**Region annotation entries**
[start]

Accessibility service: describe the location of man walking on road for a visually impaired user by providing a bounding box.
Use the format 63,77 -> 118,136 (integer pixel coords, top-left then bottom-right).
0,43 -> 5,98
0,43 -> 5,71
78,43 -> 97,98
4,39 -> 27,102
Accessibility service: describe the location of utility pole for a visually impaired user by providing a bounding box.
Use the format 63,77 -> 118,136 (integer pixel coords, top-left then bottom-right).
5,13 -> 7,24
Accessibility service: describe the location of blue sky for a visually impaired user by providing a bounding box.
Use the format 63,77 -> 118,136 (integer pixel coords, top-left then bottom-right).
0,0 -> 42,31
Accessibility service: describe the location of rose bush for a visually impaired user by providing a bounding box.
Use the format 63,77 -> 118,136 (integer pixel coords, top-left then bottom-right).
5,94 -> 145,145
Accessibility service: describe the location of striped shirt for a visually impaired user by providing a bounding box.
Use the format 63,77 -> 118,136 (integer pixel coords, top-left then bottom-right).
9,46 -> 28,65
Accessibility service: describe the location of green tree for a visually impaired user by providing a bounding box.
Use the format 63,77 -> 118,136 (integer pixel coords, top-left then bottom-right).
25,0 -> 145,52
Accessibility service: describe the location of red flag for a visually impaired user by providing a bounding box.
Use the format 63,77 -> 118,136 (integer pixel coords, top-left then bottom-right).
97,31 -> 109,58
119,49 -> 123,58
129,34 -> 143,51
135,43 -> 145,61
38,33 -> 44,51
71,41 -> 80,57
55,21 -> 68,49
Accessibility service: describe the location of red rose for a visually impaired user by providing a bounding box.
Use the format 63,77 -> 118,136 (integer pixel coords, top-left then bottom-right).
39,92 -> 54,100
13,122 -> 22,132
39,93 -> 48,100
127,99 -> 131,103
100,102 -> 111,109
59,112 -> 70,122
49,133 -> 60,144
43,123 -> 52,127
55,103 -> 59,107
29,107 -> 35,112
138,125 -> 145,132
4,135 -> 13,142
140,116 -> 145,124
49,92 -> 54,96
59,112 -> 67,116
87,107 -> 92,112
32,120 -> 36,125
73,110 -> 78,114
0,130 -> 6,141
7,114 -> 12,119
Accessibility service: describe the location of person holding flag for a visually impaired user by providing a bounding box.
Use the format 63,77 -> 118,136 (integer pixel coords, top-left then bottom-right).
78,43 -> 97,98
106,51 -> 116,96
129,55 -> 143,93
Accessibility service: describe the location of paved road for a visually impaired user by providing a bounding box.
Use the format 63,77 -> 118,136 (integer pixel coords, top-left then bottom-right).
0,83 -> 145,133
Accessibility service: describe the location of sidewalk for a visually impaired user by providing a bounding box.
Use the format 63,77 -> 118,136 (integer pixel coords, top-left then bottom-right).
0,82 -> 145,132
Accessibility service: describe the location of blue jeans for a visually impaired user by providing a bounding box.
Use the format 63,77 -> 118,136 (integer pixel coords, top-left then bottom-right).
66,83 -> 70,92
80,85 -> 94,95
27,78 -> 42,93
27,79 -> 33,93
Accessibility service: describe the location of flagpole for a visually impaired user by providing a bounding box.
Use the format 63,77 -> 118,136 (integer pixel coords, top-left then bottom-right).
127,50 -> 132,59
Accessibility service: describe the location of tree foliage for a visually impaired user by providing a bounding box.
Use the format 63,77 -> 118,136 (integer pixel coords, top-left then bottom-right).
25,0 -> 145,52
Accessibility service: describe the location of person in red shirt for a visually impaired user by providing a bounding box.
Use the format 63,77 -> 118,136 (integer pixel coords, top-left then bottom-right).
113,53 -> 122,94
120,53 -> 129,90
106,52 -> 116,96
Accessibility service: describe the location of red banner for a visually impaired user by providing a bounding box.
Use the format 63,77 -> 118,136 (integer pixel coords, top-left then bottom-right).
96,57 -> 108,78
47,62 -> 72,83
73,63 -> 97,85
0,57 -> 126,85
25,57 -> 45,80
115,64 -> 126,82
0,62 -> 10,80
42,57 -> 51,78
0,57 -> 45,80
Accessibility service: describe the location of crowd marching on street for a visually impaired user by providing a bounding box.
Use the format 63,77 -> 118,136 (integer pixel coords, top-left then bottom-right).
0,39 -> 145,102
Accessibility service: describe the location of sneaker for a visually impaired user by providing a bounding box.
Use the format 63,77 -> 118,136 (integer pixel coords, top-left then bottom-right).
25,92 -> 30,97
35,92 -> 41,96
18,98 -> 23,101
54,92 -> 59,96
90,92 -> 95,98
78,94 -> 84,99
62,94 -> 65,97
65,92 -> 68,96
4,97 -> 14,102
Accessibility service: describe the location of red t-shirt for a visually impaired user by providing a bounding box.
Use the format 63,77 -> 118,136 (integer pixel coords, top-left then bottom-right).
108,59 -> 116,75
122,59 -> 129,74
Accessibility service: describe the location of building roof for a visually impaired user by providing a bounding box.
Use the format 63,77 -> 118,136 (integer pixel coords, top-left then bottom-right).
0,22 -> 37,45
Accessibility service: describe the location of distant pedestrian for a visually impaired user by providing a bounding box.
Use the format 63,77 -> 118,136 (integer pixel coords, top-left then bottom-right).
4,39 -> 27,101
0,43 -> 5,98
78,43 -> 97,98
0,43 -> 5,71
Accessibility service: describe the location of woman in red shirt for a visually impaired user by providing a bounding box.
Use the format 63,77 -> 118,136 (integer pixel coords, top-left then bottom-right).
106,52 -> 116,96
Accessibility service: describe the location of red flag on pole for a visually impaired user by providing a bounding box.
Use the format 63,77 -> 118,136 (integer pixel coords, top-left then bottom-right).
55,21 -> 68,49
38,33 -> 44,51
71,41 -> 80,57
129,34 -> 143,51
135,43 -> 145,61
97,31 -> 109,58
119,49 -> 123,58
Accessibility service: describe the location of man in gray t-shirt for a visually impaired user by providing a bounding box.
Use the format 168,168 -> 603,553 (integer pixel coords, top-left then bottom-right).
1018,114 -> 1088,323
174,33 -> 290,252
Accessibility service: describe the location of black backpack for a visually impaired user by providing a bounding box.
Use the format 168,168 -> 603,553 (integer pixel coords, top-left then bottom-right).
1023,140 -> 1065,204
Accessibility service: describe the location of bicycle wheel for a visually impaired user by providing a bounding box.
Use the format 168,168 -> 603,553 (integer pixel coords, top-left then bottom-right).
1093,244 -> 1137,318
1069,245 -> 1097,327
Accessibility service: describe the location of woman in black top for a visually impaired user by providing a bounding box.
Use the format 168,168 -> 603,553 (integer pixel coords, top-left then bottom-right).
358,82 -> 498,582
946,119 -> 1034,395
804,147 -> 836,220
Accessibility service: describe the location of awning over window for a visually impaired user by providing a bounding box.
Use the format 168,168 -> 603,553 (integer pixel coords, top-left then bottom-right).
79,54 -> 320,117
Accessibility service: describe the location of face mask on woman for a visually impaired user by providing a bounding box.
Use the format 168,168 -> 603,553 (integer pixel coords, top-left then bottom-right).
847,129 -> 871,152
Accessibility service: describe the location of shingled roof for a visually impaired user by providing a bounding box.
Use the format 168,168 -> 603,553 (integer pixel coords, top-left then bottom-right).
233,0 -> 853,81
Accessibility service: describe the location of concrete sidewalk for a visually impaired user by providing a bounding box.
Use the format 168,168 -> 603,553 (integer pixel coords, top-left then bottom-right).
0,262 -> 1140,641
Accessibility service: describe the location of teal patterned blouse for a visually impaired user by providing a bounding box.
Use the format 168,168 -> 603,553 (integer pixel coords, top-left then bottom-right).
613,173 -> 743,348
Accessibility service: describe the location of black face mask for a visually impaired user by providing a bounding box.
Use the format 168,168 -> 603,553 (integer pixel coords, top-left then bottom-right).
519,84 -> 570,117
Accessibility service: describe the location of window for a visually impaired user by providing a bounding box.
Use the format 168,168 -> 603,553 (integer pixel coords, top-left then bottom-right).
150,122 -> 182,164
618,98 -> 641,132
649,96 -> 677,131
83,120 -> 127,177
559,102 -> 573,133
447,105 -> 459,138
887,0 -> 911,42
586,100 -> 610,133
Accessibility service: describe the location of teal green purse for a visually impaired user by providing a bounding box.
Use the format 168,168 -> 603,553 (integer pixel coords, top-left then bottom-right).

[end]

**Prompt**
Can you rewrite only the lines starting with the one containing "Accessibility service: describe the location of teal patterned" and going on through the one containing "519,84 -> 570,117", changing "face mask" to "face covering" and leaving everything else unchanged?

**Solution to this exercise**
Accessibility service: describe the location of teal patterned blouse for a visually impaired user by providing a bounding box.
Use the format 168,168 -> 603,553 (integer pixel coords, top-left then bottom-right).
613,173 -> 743,348
Accessibility service: describe the location of black face covering for a visually impaired user by providing a bounding box.
Use the format 168,168 -> 603,553 (integer pixel coords, top-left then bottom-right).
519,84 -> 570,117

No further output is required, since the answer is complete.